* [Task goal] Please show every line in the entries below that includes the word "wire".

┌────────

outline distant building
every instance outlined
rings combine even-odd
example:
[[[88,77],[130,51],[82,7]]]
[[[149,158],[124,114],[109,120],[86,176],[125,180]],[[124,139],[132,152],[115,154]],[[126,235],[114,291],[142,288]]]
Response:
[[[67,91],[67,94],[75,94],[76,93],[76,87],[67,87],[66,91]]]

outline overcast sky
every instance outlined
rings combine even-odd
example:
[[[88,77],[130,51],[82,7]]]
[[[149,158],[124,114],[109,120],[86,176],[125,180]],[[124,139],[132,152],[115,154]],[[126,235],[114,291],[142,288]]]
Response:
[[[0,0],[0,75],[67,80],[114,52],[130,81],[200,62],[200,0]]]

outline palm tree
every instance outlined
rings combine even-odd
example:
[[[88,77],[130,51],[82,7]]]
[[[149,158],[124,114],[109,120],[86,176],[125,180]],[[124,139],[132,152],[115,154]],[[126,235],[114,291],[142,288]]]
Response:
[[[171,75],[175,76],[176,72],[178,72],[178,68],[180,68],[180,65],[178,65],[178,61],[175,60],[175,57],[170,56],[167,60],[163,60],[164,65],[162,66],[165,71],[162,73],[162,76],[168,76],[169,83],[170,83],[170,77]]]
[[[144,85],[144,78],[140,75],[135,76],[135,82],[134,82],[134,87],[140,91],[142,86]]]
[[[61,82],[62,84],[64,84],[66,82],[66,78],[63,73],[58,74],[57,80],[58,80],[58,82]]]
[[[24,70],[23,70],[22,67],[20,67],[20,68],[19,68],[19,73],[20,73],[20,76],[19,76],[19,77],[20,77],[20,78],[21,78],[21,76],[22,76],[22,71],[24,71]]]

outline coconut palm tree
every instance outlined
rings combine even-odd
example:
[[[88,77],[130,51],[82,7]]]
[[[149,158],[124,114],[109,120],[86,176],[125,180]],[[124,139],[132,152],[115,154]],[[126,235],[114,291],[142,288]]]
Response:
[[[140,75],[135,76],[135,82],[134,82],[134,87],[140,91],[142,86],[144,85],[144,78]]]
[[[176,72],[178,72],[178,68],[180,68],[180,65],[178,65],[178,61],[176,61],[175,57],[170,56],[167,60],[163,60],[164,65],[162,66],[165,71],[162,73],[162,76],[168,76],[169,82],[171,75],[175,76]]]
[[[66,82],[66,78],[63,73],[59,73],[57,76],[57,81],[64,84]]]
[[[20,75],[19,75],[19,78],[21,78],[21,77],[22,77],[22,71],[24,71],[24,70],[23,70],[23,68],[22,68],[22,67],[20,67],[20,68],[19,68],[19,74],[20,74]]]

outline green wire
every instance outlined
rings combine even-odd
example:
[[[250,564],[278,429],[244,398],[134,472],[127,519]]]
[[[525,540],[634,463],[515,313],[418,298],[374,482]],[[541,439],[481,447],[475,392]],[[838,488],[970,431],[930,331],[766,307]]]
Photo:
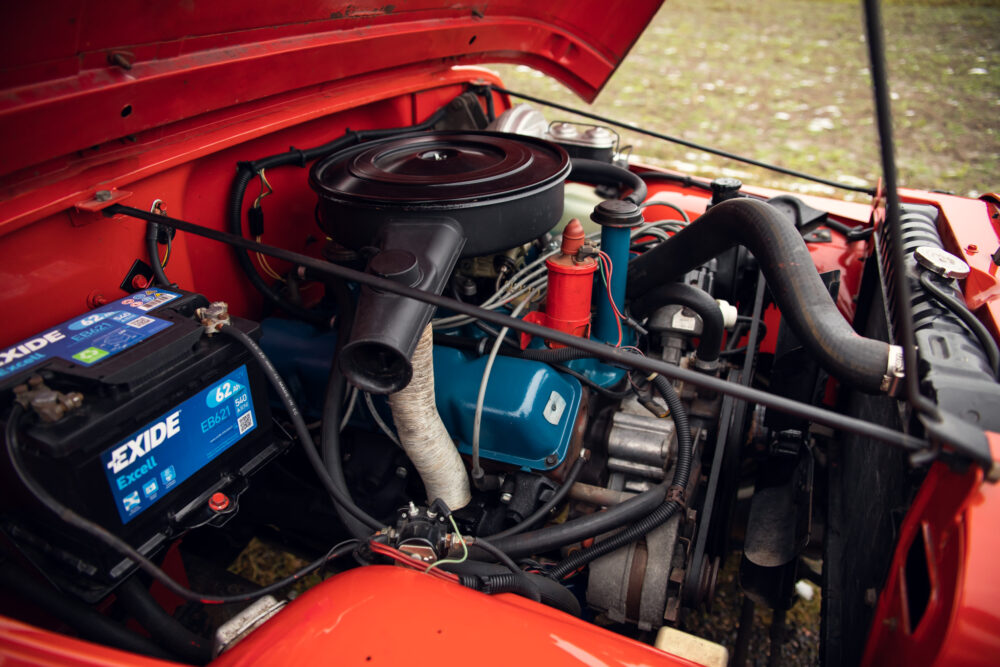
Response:
[[[459,530],[458,530],[458,524],[455,523],[455,517],[452,516],[451,514],[449,514],[448,515],[448,520],[451,521],[451,527],[455,529],[455,534],[458,535],[458,541],[462,543],[462,557],[461,558],[442,558],[441,560],[434,561],[433,563],[431,563],[430,565],[427,566],[427,569],[424,570],[424,574],[430,572],[431,570],[433,570],[434,568],[436,568],[438,565],[447,565],[447,564],[458,565],[459,563],[464,563],[466,561],[466,559],[469,557],[469,545],[467,545],[465,543],[465,538],[462,537],[462,533],[459,532]]]

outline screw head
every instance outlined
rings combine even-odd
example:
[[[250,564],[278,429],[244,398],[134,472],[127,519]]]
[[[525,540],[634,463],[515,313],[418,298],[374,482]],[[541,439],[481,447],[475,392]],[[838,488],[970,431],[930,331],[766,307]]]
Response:
[[[400,479],[406,479],[406,476],[410,473],[406,470],[405,466],[396,466],[396,477]]]
[[[111,190],[98,190],[94,193],[94,201],[111,201]]]
[[[975,243],[970,243],[969,245],[965,246],[965,251],[968,252],[970,255],[975,255],[977,252],[979,252],[979,246],[977,246]]]
[[[509,492],[504,491],[503,493],[500,494],[500,502],[502,502],[504,505],[506,505],[507,503],[509,503],[511,501],[511,499],[513,497],[514,496],[512,496]]]
[[[555,454],[549,454],[548,456],[545,457],[545,465],[547,466],[554,466],[558,461],[559,457],[557,457]]]

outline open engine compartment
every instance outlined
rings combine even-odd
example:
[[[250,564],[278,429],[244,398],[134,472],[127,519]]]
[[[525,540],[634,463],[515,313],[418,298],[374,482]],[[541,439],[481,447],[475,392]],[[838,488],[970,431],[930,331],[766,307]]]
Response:
[[[778,617],[798,580],[822,584],[832,663],[886,650],[869,629],[893,604],[908,633],[944,636],[964,572],[940,536],[969,538],[935,541],[905,509],[937,489],[930,505],[964,511],[992,459],[945,451],[928,472],[934,433],[894,398],[889,295],[909,281],[923,393],[957,440],[985,442],[997,326],[961,301],[986,289],[967,239],[993,230],[956,221],[987,205],[909,195],[895,266],[877,206],[628,165],[613,128],[548,123],[491,83],[456,68],[364,104],[303,96],[169,146],[143,137],[76,167],[109,174],[99,191],[57,169],[11,179],[40,203],[0,228],[19,277],[0,294],[7,446],[113,539],[64,524],[15,452],[5,615],[159,658],[232,649],[224,664],[299,631],[308,605],[344,611],[324,596],[405,607],[462,584],[669,660],[691,654],[656,633],[710,604],[738,557],[747,599]],[[226,573],[253,538],[352,572],[282,612],[284,585]],[[225,613],[150,587],[114,540]],[[391,563],[428,576],[365,573]],[[467,593],[450,614],[480,614]]]

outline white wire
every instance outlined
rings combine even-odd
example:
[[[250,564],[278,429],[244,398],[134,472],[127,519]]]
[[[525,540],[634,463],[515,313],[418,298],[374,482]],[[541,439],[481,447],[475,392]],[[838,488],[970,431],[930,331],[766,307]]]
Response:
[[[396,443],[397,446],[402,447],[402,445],[399,444],[399,438],[396,437],[396,434],[392,432],[392,429],[389,428],[389,425],[386,424],[384,421],[382,421],[382,416],[378,413],[378,410],[375,409],[375,403],[372,401],[372,395],[369,394],[367,391],[364,392],[364,394],[365,394],[365,405],[368,406],[368,412],[371,413],[372,419],[375,420],[375,423],[378,424],[378,427],[382,429],[382,432],[385,433],[387,438]]]
[[[354,414],[354,406],[358,402],[358,388],[351,387],[351,398],[347,401],[347,409],[344,410],[344,418],[340,420],[340,430],[343,431],[344,427],[347,426],[347,422],[351,420],[351,415]]]
[[[511,317],[517,317],[521,310],[531,303],[531,299],[534,296],[534,292],[529,293],[528,296],[517,304],[514,310],[511,312]],[[483,369],[483,379],[479,383],[479,396],[476,398],[476,416],[472,420],[472,476],[476,477],[477,473],[481,471],[479,467],[479,431],[483,423],[483,403],[486,401],[486,385],[490,382],[490,371],[493,370],[493,362],[496,361],[497,352],[500,351],[500,345],[503,344],[503,339],[507,335],[507,331],[510,327],[504,327],[500,329],[500,333],[497,334],[497,339],[493,342],[493,349],[490,350],[490,356],[486,360],[486,367]]]

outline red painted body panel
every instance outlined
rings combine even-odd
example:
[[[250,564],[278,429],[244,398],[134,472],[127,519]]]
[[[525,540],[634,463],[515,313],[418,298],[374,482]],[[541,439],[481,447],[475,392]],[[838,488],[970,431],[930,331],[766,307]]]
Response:
[[[996,434],[991,434],[997,438]],[[900,531],[899,546],[865,651],[866,665],[985,665],[1000,656],[1000,489],[971,469],[928,474]],[[907,608],[907,554],[926,543],[930,600],[919,623]],[[917,544],[920,548],[920,544]]]
[[[529,64],[591,99],[658,6],[632,3],[622,11],[612,3],[559,0],[473,8],[420,0],[390,9],[309,0],[256,8],[224,0],[198,3],[197,12],[192,4],[156,15],[141,3],[110,0],[17,3],[0,40],[0,311],[6,314],[0,346],[84,311],[96,297],[119,296],[132,260],[145,258],[144,225],[74,208],[96,190],[128,192],[127,203],[139,207],[163,199],[170,215],[221,229],[238,160],[325,143],[346,128],[409,125],[464,82],[495,80],[456,64]],[[122,57],[130,70],[109,66],[115,51],[128,52]],[[222,80],[228,85],[218,85]],[[275,194],[264,203],[264,240],[317,253],[321,239],[304,171],[275,170],[269,177]],[[652,190],[692,218],[707,202],[703,191]],[[990,260],[1000,245],[996,205],[901,194],[940,208],[946,246],[973,269],[966,300],[1000,334],[1000,285]],[[799,196],[849,224],[868,221],[867,204]],[[821,271],[841,270],[838,305],[851,317],[866,248],[833,236],[810,250]],[[236,314],[260,314],[259,297],[224,246],[178,236],[169,274],[229,301]],[[769,326],[765,350],[776,333]],[[991,438],[1000,451],[1000,436]],[[868,664],[984,664],[1000,655],[998,525],[995,486],[982,484],[974,470],[962,476],[932,469],[902,527]],[[922,621],[909,627],[902,575],[918,534],[929,545],[932,595]],[[369,657],[412,664],[451,656],[472,656],[476,664],[689,664],[516,596],[490,598],[384,567],[318,586],[219,664]],[[3,618],[0,658],[166,664]]]
[[[5,667],[166,667],[177,664],[91,644],[3,616],[0,616],[0,662]]]
[[[373,566],[311,589],[213,664],[693,665],[516,595]]]
[[[0,39],[0,173],[234,105],[412,66],[520,62],[590,100],[659,5],[224,0],[151,11],[111,0],[21,3],[10,8]],[[127,68],[110,64],[115,54]]]

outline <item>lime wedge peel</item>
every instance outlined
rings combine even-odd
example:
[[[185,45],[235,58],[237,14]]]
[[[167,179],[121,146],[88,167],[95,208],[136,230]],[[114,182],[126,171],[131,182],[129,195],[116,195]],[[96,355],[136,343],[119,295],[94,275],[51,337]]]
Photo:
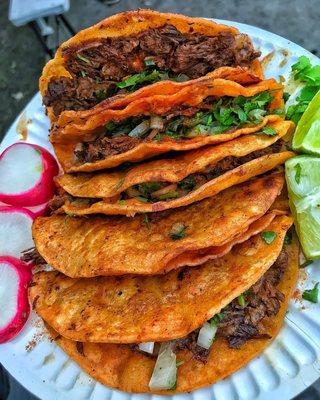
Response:
[[[290,208],[305,256],[320,258],[320,158],[297,156],[285,164]]]
[[[320,155],[320,91],[298,122],[292,146],[299,152]]]

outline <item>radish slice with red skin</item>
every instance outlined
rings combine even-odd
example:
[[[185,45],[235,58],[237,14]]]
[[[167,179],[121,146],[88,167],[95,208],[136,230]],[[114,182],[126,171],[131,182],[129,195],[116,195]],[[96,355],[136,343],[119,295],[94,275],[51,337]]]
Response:
[[[30,314],[30,268],[22,261],[0,256],[0,343],[15,337]]]
[[[6,203],[1,203],[0,201],[0,209],[1,207],[11,207],[10,205],[6,204]],[[33,207],[23,207],[28,211],[31,211],[33,214],[33,217],[41,217],[43,215],[45,215],[48,211],[48,202],[44,203],[44,204],[40,204],[39,206],[33,206]]]
[[[0,201],[15,206],[37,206],[54,194],[55,158],[43,147],[14,143],[0,155]]]
[[[5,256],[20,257],[23,250],[34,246],[31,226],[33,212],[20,207],[0,207],[0,251]]]

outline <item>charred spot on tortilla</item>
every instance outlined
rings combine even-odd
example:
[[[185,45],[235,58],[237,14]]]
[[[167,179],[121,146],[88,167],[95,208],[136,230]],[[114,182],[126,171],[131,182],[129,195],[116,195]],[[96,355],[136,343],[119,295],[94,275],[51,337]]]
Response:
[[[76,349],[77,349],[77,352],[81,355],[81,356],[83,356],[84,357],[84,346],[83,346],[83,343],[82,342],[76,342]]]
[[[137,35],[86,40],[63,48],[71,77],[52,77],[44,104],[56,115],[84,110],[159,80],[182,81],[222,66],[249,66],[259,55],[247,35],[182,33],[170,24]]]

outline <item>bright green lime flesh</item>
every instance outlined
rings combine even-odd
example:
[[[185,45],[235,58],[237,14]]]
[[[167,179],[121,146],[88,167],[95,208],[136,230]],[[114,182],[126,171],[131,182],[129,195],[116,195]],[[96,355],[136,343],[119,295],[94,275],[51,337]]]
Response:
[[[286,180],[303,252],[308,259],[320,258],[320,158],[291,158]]]
[[[294,150],[320,155],[320,91],[298,122],[292,145]]]

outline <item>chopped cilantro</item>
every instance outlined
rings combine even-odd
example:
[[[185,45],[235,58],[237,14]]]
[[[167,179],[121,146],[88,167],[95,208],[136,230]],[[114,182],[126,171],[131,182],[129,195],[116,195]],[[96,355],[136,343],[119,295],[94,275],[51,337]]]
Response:
[[[296,171],[295,175],[294,175],[294,180],[297,182],[297,184],[299,185],[300,181],[301,181],[301,165],[299,163],[297,163],[294,166],[294,169]]]
[[[320,89],[320,65],[312,66],[308,57],[301,56],[292,65],[291,70],[294,79],[305,84],[296,98],[296,103],[289,106],[287,110],[287,119],[297,124]]]
[[[318,295],[319,295],[319,282],[314,285],[313,289],[305,290],[302,293],[302,298],[304,300],[310,301],[311,303],[318,303]]]
[[[81,74],[81,76],[82,76],[82,78],[85,78],[86,76],[87,76],[87,73],[86,73],[86,71],[80,71],[80,74]]]
[[[183,190],[193,190],[196,186],[196,181],[192,175],[187,176],[181,182],[178,183],[180,189]]]
[[[135,197],[137,200],[142,201],[143,203],[148,203],[150,200],[144,196],[137,196]]]
[[[77,58],[79,58],[79,60],[85,62],[86,64],[91,64],[90,60],[84,56],[82,56],[81,54],[77,54]]]
[[[240,296],[238,296],[238,304],[240,307],[246,306],[246,299],[245,299],[244,294],[240,294]]]
[[[275,136],[277,134],[277,131],[272,128],[271,126],[264,126],[261,131],[268,136]]]
[[[143,71],[140,74],[134,74],[129,76],[129,78],[125,79],[122,82],[117,83],[118,88],[133,88],[136,85],[140,85],[145,82],[157,82],[163,79],[168,79],[168,74],[166,72],[161,72],[156,69],[153,71]]]
[[[159,200],[169,200],[169,199],[176,199],[177,197],[179,197],[179,193],[176,192],[175,190],[172,190],[171,192],[160,195],[158,198]]]
[[[126,201],[125,201],[125,200],[118,200],[118,204],[120,204],[121,206],[123,206],[123,205],[126,204]]]
[[[286,236],[284,237],[284,244],[291,244],[292,243],[292,231],[288,231]]]
[[[172,240],[183,239],[186,236],[186,229],[183,223],[177,222],[172,225],[169,236]]]
[[[96,90],[94,95],[100,101],[105,100],[108,97],[108,93],[105,90]]]
[[[214,315],[211,319],[210,319],[210,325],[211,326],[218,326],[219,322],[223,320],[223,318],[226,316],[225,313],[218,313],[216,315]]]
[[[261,237],[267,244],[271,244],[277,237],[277,234],[273,231],[264,231],[261,232]]]
[[[150,220],[147,214],[144,214],[143,216],[143,223],[145,224],[145,226],[150,229]]]
[[[289,97],[290,97],[290,93],[283,92],[283,100],[284,100],[285,103],[288,101]]]

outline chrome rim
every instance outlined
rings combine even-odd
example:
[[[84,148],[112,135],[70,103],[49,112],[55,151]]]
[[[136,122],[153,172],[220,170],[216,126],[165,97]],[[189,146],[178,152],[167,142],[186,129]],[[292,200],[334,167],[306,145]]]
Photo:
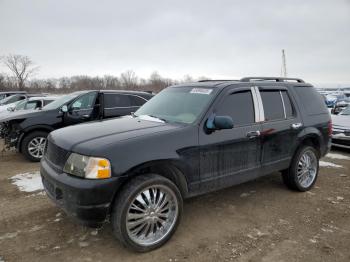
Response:
[[[42,158],[45,151],[46,138],[35,137],[28,144],[28,152],[32,157]]]
[[[300,157],[297,176],[299,184],[307,188],[315,180],[317,174],[317,157],[314,152],[308,150]]]
[[[141,246],[157,244],[173,229],[178,210],[177,198],[169,187],[156,185],[143,189],[127,212],[128,236]]]

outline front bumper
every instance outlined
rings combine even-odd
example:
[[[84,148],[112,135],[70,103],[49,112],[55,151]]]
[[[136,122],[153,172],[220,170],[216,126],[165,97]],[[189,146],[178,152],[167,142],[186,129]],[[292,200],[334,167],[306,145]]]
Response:
[[[344,133],[332,135],[332,146],[350,149],[350,136]]]
[[[85,225],[104,222],[121,179],[83,179],[57,172],[45,157],[40,174],[47,195],[69,216]]]

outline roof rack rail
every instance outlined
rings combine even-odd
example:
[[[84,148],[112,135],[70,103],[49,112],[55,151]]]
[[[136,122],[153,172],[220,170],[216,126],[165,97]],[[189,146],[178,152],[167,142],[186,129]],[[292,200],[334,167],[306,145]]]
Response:
[[[237,79],[204,79],[204,80],[199,80],[198,82],[228,82],[228,81],[239,82],[240,80],[237,80]]]
[[[252,81],[264,81],[264,80],[272,80],[276,82],[287,82],[287,81],[296,81],[298,83],[305,83],[303,79],[300,78],[292,78],[292,77],[243,77],[241,82],[252,82]]]

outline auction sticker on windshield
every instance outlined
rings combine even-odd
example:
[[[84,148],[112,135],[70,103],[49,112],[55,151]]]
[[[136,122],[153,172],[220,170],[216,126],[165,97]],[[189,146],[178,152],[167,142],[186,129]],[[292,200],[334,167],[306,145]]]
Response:
[[[206,89],[206,88],[193,88],[191,90],[191,94],[202,94],[202,95],[209,95],[213,89]]]

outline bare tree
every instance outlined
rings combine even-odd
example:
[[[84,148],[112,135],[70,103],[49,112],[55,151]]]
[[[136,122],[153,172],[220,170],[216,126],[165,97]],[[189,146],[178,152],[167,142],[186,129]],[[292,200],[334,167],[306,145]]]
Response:
[[[128,70],[120,75],[120,82],[125,89],[135,89],[137,87],[137,76],[134,71]]]
[[[24,89],[25,81],[39,69],[28,56],[23,55],[7,55],[3,63],[16,77],[20,90]]]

└────────

* [Result]
outline green wire
outline white wire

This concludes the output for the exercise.